• **Assignment 1**
According to the auction transcript, who signed and inscribed the beside-the-seaside postcard?
• **Assignment 2**
Continue the auction transcript from where it stops.

Are we done, guys? £30.
Last chance - any bids online?
Done at 30...
I think you might have wiped your mouth with that lot.
But will the baguette box bag a profit for Barry and Will?
20. Who's going to bid?
Oh, dear, oh, dear.
Nobody like it?
-Show me another one!
-You ever heard of one before?
-Show me another one!
Maiden bid. Take five on that lot.
Thank you very much. Five again, sir. BARRY: Oh, dear.
£35 at the back, there.
Take 40 on it.
The baguette box, final time, I'm selling.
Thank you, sir. Well done.
Well done. 35...
Who bought it?
Well done, sir.
Saved from disaster.
The auctioneer thought it shone, but will the crowd take a shine?
It's the deckchair.
£25 was a bargain.
We had to work hard for it.
Barry was giving kisses away like there was no tomorrow.
And it also comes rather handily
with a beside-the-seaside postcard
signed and inscribed by Mr Barry Cryer.
Oh, does it, now?!
That was sneaky.
The heavyweight champion of the world!
I like it. I think it's a fun object, I really like it.
-£50, get it started.
Take it home. This is the evening to enjoy it.
£20, it's cheap.
Bid, five again.
£20. Five, 30.
35. 40. Five again.
£50 for it.
Well done, you've done it.
-The postcard's worth that.
Take 60 on that lot.
-60, five again.
Back of the room. £70, sir?
It's no money at 65 at the back.
I'll 70 from you, gentleman bid.
Squeezing every penny out of them, he's earning his commission.
I'll take five - with the postcard signed by Mr Cryer.
He's doing well for us here, Barry.
£70, I have a bid on my left.
-I'll take five on it.
It's only £5, sir.
-It's your last chance.
What a warm day. I can see you reclining with your Pimm's.

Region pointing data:

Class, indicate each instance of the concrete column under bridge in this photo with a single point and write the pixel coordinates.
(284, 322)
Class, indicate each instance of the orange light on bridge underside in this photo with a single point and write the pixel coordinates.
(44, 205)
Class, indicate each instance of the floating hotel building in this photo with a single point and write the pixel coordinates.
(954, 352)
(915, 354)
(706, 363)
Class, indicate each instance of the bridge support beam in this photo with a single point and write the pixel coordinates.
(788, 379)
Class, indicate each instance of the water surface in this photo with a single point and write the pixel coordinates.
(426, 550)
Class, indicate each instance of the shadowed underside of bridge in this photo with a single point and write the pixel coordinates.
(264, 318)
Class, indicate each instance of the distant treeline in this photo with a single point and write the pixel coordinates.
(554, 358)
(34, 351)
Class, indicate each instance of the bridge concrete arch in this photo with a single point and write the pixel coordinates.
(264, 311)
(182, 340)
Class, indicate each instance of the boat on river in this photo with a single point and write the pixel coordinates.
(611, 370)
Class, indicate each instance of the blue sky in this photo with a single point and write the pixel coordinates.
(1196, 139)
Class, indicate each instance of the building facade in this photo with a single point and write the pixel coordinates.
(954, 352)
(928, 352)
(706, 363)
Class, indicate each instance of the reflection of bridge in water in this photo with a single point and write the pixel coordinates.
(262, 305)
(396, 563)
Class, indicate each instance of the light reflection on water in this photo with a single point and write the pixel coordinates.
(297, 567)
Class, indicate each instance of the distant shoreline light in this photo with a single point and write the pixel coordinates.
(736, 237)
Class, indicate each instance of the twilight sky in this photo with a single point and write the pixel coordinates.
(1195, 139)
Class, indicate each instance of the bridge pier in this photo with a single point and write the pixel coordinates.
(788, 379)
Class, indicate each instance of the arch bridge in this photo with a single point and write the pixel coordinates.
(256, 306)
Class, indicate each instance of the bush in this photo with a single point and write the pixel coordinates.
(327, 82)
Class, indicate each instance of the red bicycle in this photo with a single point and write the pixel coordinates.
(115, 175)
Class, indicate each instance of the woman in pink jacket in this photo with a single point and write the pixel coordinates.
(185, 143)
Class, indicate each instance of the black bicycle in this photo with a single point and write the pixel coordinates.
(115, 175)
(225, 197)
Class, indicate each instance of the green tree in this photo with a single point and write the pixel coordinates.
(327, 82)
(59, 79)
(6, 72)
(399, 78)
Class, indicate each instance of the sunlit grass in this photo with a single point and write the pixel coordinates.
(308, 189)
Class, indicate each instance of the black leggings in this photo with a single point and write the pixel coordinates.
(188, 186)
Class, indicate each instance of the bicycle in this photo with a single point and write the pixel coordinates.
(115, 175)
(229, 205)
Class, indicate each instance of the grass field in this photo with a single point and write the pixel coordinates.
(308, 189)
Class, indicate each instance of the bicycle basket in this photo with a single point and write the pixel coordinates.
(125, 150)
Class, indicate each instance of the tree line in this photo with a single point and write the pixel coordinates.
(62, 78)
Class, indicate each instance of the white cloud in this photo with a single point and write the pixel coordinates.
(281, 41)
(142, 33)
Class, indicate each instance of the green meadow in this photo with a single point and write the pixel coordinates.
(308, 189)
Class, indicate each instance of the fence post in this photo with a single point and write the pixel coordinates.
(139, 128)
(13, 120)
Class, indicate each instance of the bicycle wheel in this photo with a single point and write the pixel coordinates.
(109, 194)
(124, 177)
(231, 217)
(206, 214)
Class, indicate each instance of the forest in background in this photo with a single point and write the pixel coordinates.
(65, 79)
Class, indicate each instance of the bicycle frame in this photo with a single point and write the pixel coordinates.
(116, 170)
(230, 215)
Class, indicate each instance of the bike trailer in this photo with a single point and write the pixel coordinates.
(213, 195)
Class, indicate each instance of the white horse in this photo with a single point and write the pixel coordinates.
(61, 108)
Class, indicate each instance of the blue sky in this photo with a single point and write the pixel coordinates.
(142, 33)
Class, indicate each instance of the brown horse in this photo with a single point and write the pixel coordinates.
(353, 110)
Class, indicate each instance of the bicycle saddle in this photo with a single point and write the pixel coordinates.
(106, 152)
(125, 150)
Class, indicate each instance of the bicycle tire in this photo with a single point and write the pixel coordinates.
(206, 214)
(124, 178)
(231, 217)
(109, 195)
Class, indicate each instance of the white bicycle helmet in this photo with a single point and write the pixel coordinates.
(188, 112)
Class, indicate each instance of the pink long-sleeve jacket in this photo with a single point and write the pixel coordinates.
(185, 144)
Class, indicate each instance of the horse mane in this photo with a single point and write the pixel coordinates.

• **Exercise result 1**
Mr Barry Cryer.

• **Exercise result 2**
£70 only. It's your last chance, I'm going to sell it.
-Are we done at 70?
-He's done us proud.
You'll regret this for the rest of your life.
Done at 70... GAVEL BANGS
He's done us proud. Well done, thank you, sir.
A smashing profit on that means happy days for Barry and Will.
Well, it comes down to this.
Impeccable lack of taste.
Thanks a lot.
-Who is that?
I don't know, he's just...
So, everything hangs on Bernard and Charles' most costly punt -
the solid silver bowl.
Bid me £100 for it.
The room's dead.
£50, get it started.
Charles, put your hand up, Charles. Put your hand up.
£50 for it.
-This is frightening.
Thank you very much. £50 the maiden bid. Bid me 60 on it.
-Well, that's life. You win some, you lose some.
Take 60 on it.
I'll get me hat.
Has everybody gone to sleep? Is it the heat?
60 bid. 70?
Sir, this is the bargain of probably, I think, five years.
£85. 90 I'll take on it.
This is worth £150 every day.
I have £85 only.
I'll take 90 on it.
The Dixon bowl.
It makes you want to give up,
and do something else for a living.
Don't give Charles ideas.
Are we done at £85 only?
90. Five again.
It's very cheap, sir.
-100. Five again.
-Come on, sir.
Was that a bid, sir?
£115. It's your last chance.
It's the bargain of the year.
-At £115 only...
-Bing, bang, bosh.
-Auctioneer, thank you.
I think you've cleaned us.
An emotional moment.
I haven't done the maths - Charles, may I say, well done, sir.
It's time out. Good night.
A sterling performance from our auctioneer
drives a more respectable price.
Shall we go and work out the figures?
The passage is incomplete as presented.